(Материал с отмеченными точками)
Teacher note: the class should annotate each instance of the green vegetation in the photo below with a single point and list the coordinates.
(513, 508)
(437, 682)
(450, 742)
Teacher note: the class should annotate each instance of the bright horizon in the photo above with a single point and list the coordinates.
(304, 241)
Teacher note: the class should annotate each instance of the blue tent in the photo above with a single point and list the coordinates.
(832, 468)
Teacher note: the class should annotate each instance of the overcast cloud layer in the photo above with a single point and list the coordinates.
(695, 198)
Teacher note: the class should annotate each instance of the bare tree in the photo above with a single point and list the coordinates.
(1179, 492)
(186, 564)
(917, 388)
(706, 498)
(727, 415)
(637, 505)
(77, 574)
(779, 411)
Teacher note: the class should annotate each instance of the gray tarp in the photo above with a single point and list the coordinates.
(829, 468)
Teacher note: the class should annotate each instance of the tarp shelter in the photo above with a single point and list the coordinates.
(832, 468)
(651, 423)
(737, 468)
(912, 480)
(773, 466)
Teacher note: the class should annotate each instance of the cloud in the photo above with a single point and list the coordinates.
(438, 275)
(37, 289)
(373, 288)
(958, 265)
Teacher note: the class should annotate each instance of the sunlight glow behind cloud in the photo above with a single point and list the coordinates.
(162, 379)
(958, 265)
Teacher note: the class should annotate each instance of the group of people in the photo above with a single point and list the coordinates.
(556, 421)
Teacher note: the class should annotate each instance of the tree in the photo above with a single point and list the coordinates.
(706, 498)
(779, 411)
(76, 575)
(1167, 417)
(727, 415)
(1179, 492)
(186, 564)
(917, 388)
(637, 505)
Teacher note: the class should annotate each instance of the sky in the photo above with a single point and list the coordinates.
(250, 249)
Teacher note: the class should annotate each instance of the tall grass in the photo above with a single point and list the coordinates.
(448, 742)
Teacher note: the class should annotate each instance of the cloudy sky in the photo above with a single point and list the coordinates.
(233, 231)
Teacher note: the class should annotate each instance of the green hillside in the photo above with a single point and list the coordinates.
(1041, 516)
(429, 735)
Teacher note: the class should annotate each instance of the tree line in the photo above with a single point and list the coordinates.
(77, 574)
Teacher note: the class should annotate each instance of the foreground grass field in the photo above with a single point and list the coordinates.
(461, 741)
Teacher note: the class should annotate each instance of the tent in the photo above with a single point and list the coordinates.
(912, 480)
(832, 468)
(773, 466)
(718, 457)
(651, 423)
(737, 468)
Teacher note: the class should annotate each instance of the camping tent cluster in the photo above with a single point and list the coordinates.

» Обязательное задание: Преобразуйте весь материал выше в список JSON, где каждая строка материала становится отдельной строкой списка. Пустые строки не включайте.

» Ответ на задание:
[
  "Teacher note: the class should annotate each instance of the green vegetation in the photo below with a single point and list the coordinates.",
  "(513, 508)",
  "(437, 682)",
  "(450, 742)",
  "Teacher note: the class should annotate each instance of the bright horizon in the photo above with a single point and list the coordinates.",
  "(304, 241)",
  "Teacher note: the class should annotate each instance of the blue tent in the photo above with a single point and list the coordinates.",
  "(832, 468)",
  "Teacher note: the class should annotate each instance of the overcast cloud layer in the photo above with a single point and list the coordinates.",
  "(695, 198)",
  "Teacher note: the class should annotate each instance of the bare tree in the photo above with a single point and list the coordinates.",
  "(1179, 492)",
  "(186, 564)",
  "(917, 388)",
  "(706, 498)",
  "(727, 415)",
  "(637, 505)",
  "(77, 574)",
  "(779, 411)",
  "Teacher note: the class should annotate each instance of the gray tarp in the photo above with a single point and list the coordinates.",
  "(829, 468)",
  "Teacher note: the class should annotate each instance of the tarp shelter in the photo above with a single point and list the coordinates.",
  "(832, 468)",
  "(651, 423)",
  "(737, 468)",
  "(912, 480)",
  "(773, 466)",
  "Teacher note: the class should annotate each instance of the cloud in the photo above with a single point and list the coordinates.",
  "(438, 275)",
  "(37, 289)",
  "(373, 288)",
  "(958, 265)",
  "Teacher note: the class should annotate each instance of the sunlight glow behind cloud in the photo above with a single point and list the coordinates.",
  "(162, 379)",
  "(958, 265)",
  "Teacher note: the class should annotate each instance of the group of people in the photo above with a single point and list the coordinates.",
  "(556, 421)",
  "Teacher note: the class should annotate each instance of the tree in the photo above with a single point and list the coordinates.",
  "(706, 498)",
  "(779, 411)",
  "(76, 575)",
  "(1167, 417)",
  "(727, 415)",
  "(1179, 492)",
  "(186, 564)",
  "(917, 388)",
  "(637, 505)",
  "Teacher note: the class should annotate each instance of the sky in the photo above with a single point and list the coordinates.",
  "(250, 249)",
  "Teacher note: the class should annotate each instance of the tall grass in the photo above with a single point and list the coordinates.",
  "(448, 742)",
  "Teacher note: the class should annotate each instance of the cloudy sky in the photo above with a single point and list the coordinates.",
  "(233, 231)",
  "Teacher note: the class should annotate each instance of the green hillside in the photo above with a single point and list the coordinates.",
  "(1041, 516)",
  "(429, 735)",
  "Teacher note: the class should annotate each instance of the tree line in the photo above with a single point and list the coordinates.",
  "(77, 574)",
  "Teacher note: the class should annotate each instance of the foreground grass field in the photo above with a single point and list the coordinates.",
  "(461, 741)",
  "Teacher note: the class should annotate each instance of the tent in the photo above with a single point and list the coordinates.",
  "(912, 480)",
  "(832, 468)",
  "(773, 466)",
  "(718, 457)",
  "(651, 423)",
  "(737, 468)",
  "Teacher note: the class should annotate each instance of the camping tent cluster in the photo above with a single point and list the coordinates."
]